_Exercise:_
Pull out the lines from the one containing "globe in this photo." through the final line of the listing below and repeat them exactly. Leave the pictures behind.

_Supplied information:_
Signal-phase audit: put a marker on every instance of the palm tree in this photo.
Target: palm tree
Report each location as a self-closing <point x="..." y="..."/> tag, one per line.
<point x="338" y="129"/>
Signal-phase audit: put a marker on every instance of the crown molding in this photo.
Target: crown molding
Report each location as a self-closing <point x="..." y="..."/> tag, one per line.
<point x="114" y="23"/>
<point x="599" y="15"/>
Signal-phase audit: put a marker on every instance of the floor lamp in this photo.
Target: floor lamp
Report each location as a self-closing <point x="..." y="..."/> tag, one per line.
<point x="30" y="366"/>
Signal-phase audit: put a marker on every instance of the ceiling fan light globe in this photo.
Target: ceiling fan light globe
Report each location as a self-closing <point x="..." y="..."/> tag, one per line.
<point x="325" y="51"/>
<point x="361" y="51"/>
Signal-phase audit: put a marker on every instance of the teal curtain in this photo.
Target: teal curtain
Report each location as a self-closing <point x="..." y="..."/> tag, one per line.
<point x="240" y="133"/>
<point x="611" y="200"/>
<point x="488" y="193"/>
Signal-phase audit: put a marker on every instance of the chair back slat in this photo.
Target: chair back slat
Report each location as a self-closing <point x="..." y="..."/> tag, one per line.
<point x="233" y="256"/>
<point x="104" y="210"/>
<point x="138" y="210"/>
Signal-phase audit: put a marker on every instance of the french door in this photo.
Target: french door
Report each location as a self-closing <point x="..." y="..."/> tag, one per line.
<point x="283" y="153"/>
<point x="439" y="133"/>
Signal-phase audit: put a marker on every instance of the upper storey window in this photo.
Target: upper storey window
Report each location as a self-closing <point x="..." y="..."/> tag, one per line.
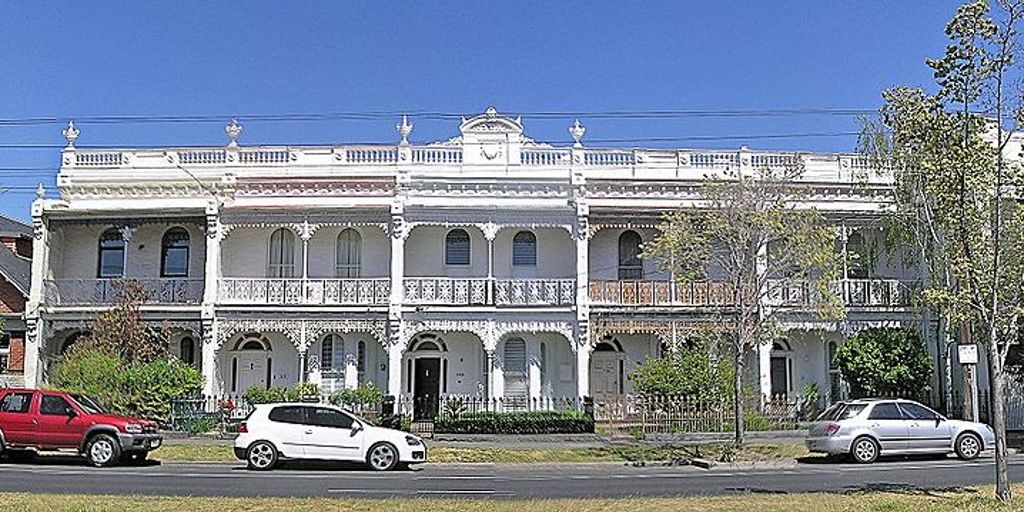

_Solution to the exercise:_
Signal-phase audit: put a marker on every instance of the ceiling fan light globe in this photo.
Target: ceiling fan light globe
Report each location as a self-closing <point x="..." y="..."/> tag, one per line.
<point x="325" y="51"/>
<point x="361" y="51"/>
Signal-phase audit: put a marker on every instance of the teal curtain in this photo.
Target: teal curtain
Report each location as a self-closing <point x="..." y="..."/> tag, one per line.
<point x="240" y="133"/>
<point x="611" y="200"/>
<point x="488" y="193"/>
Signal-phase audit: put a marker on every instance of the chair back slat in this photo.
Target: chair back slat
Report each location as a self-closing <point x="..." y="..."/> tag, one per line.
<point x="233" y="256"/>
<point x="104" y="210"/>
<point x="138" y="210"/>
Signal-phase audit: put a marker on every instance of the french door in this photo.
Target: french door
Report each location as a self-closing <point x="..." y="..."/> tag, one per line.
<point x="283" y="153"/>
<point x="439" y="133"/>
Signal-phase audit: put a marker on every instance of the upper storey window in this photo.
Target: upper storey window
Report each location as a self-closing <point x="..." y="..."/> tag, one per line.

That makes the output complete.